:: Information given ::
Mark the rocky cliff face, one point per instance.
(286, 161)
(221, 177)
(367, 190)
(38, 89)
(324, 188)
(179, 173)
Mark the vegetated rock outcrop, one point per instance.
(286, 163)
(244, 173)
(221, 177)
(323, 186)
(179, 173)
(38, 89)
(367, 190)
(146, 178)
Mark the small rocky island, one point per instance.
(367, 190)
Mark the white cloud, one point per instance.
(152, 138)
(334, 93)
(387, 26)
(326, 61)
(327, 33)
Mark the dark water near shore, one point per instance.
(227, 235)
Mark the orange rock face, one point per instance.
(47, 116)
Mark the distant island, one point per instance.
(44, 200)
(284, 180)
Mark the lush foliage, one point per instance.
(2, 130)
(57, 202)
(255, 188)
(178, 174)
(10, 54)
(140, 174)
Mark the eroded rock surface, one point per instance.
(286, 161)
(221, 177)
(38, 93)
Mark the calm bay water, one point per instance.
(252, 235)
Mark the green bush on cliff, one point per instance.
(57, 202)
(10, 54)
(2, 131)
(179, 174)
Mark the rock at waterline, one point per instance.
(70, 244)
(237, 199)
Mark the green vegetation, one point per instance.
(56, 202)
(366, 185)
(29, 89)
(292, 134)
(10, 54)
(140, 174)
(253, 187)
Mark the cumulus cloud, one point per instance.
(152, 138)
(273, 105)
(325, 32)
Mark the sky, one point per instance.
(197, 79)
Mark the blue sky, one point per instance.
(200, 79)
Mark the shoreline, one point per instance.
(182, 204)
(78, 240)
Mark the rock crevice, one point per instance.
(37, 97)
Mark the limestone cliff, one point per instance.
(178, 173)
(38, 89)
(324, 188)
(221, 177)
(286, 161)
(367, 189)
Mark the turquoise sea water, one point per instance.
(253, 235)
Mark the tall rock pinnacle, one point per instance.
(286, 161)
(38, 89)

:: Directive ::
Quote, without alteration, the final stretch of the entries: the line with "Mark the rock at" onward to the last line.

:: The reply ::
Mark the rock at waterline, one point per instance.
(70, 244)
(237, 199)
Mark the green vegetation, one point per instance.
(56, 202)
(366, 185)
(29, 89)
(292, 134)
(10, 54)
(140, 174)
(253, 187)
Mark the cumulus cloud, one point per instance.
(152, 138)
(273, 105)
(325, 32)
Mark the sky, one point per instance.
(197, 79)
Mark the blue sky, one point per instance.
(200, 79)
Mark the shoreline, one point per instance.
(182, 204)
(78, 240)
Mark the rock crevice, one point per instance.
(37, 97)
Mark the limestone cliff, one point per instance.
(178, 173)
(38, 89)
(324, 188)
(221, 177)
(286, 161)
(367, 189)
Mark the turquoise sea water, one point per instance.
(253, 235)
Mark the tall rock pinnacle, one point per instance.
(286, 161)
(38, 89)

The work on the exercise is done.